▶ **Description of the task**: Look through the material below. Return exactly the lines from the one with "Target: tapered leg" through the one with "the brass hardware", both included.

■ ■ ■ ■ ■ ■ ■

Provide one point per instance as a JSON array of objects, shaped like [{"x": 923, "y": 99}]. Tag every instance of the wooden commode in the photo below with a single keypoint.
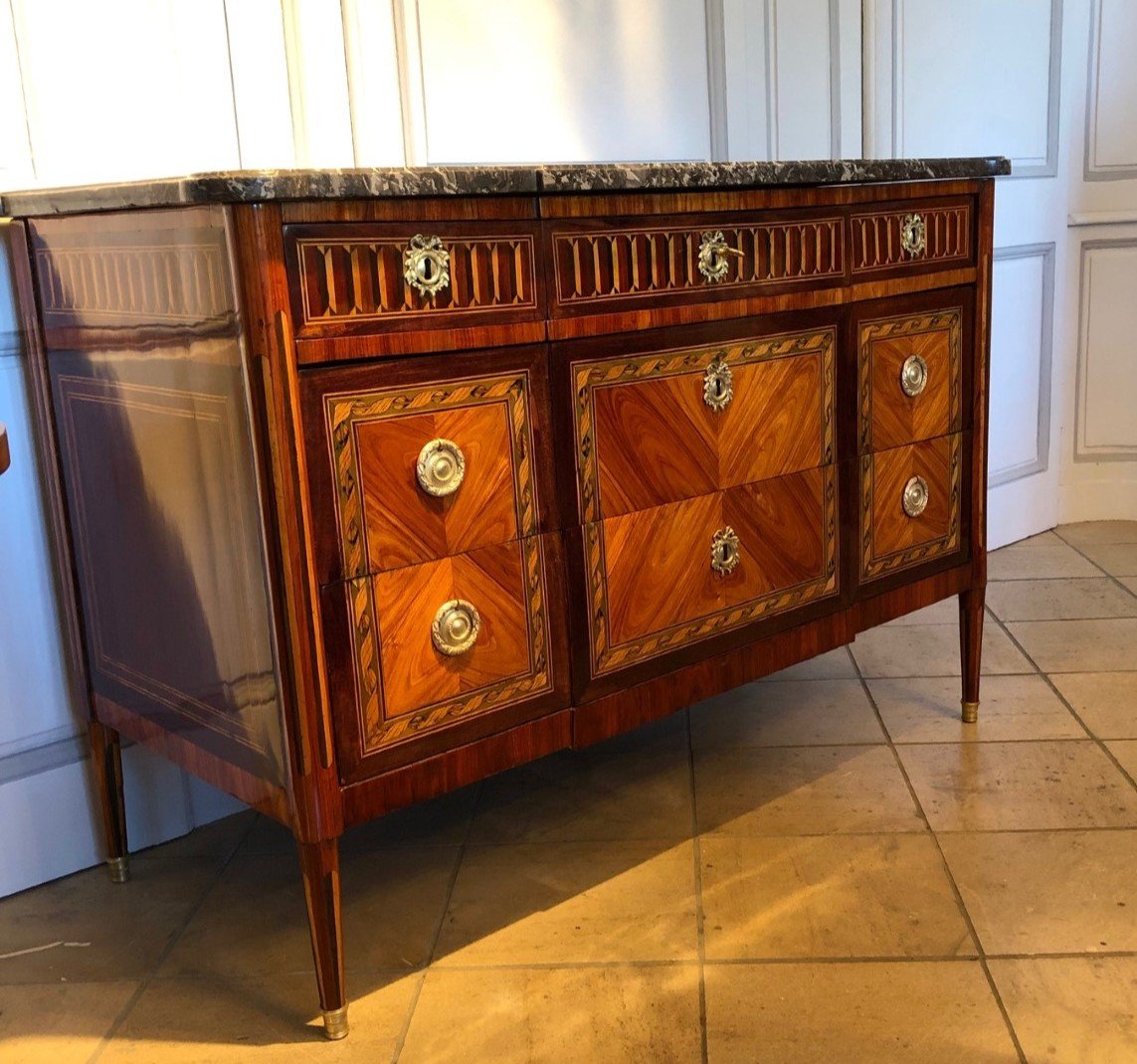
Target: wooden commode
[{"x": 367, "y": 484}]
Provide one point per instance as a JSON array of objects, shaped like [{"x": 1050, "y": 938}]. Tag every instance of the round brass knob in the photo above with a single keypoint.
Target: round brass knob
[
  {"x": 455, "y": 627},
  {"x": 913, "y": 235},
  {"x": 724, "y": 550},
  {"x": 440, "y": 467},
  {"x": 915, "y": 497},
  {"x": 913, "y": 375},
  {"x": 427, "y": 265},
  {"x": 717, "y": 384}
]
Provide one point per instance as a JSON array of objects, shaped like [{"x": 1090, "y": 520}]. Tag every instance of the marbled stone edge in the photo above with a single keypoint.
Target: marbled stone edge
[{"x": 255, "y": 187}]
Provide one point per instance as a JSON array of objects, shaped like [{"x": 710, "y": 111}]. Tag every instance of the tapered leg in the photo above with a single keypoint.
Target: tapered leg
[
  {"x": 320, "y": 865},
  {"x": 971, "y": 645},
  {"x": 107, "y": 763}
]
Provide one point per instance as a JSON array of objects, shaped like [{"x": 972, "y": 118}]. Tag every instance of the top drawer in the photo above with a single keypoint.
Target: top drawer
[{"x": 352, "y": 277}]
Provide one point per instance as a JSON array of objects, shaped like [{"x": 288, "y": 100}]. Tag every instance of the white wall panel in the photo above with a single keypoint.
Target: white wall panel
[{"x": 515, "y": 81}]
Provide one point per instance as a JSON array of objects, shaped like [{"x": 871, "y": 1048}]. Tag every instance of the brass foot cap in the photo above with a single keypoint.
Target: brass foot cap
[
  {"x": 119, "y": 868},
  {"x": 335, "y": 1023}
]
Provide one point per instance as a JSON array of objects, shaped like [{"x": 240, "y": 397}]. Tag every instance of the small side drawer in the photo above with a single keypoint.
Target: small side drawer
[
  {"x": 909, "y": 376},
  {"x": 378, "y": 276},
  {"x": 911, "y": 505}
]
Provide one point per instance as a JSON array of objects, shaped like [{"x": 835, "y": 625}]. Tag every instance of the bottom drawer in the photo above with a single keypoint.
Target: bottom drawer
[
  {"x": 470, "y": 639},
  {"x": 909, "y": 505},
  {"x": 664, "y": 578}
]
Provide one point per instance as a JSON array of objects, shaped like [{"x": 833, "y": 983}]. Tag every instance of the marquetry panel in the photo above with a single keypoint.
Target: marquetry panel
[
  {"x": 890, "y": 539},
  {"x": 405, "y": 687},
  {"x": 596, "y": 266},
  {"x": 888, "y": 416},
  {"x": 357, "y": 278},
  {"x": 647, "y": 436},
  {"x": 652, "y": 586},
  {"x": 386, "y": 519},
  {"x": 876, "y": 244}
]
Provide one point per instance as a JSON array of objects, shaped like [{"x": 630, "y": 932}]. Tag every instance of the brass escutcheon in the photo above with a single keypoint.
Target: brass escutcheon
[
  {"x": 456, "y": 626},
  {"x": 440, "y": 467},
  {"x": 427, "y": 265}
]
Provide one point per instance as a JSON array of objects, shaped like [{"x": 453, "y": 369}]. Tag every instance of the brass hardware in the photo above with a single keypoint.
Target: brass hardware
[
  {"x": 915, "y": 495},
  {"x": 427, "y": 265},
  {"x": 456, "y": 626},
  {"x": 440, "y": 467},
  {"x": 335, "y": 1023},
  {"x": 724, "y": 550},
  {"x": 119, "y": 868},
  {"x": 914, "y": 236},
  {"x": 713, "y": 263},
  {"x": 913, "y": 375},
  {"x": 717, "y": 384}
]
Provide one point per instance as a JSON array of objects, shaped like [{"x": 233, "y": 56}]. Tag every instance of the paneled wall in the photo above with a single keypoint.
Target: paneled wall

■ ■ ■ ■ ■ ■ ■

▶ **Answer to this task**:
Target: tapered leg
[
  {"x": 320, "y": 865},
  {"x": 971, "y": 645},
  {"x": 107, "y": 763}
]
Provide one point per instance as a JSON array of objects, shaped like [{"x": 972, "y": 118}]. Tag every instance of the top drawer in the photo above with a single keypoint.
Target: top drawer
[{"x": 352, "y": 277}]
Provide one point per instance as a JSON array of objects, shaped like [{"x": 288, "y": 100}]. Tag every instance of the white wall panel in the photo above with a single keypoint.
Target: white wall panel
[{"x": 515, "y": 81}]
Provide one point per instance as a JSON array of objects, shaped like [{"x": 871, "y": 1048}]. Tag every instance of the brass foot cap in the photo above with a single keypoint.
Target: brass foot cap
[
  {"x": 119, "y": 868},
  {"x": 335, "y": 1023}
]
Provide one point per instance as a JSON array of objects, shaped like [{"x": 240, "y": 397}]. Tag every instance of the small side drawer in the photo above with a single keypoint.
Target: small side drawer
[
  {"x": 909, "y": 376},
  {"x": 378, "y": 276},
  {"x": 911, "y": 505}
]
Provide one point per instance as a JSON array of objects, shaped like [{"x": 835, "y": 625}]. Tag every instance of the bottom drawer in the photo above with a single keypoint.
Target: bottom drawer
[
  {"x": 470, "y": 639},
  {"x": 909, "y": 505},
  {"x": 664, "y": 578}
]
Provide one point per instance as a JSON array of objects, shaped like [{"x": 833, "y": 983}]. Tag every instance of the marquetry panel in the photo above with a single keypoint.
Target: marquetry panel
[
  {"x": 890, "y": 539},
  {"x": 405, "y": 687},
  {"x": 596, "y": 266},
  {"x": 888, "y": 416},
  {"x": 357, "y": 278},
  {"x": 647, "y": 436},
  {"x": 652, "y": 586},
  {"x": 386, "y": 519},
  {"x": 876, "y": 244}
]
Provide one point per instance as a JSON array of objects, shaped like [{"x": 630, "y": 932}]. Tag every instance of the brass escutcheon in the photo above with a single keypoint.
Target: brass escutcheon
[
  {"x": 456, "y": 626},
  {"x": 440, "y": 467},
  {"x": 427, "y": 265}
]
Provide one point per instance as a JSON array of objects, shaped like [{"x": 453, "y": 369}]. Tag every instance of the brass hardware in the photo above with a single keypoint.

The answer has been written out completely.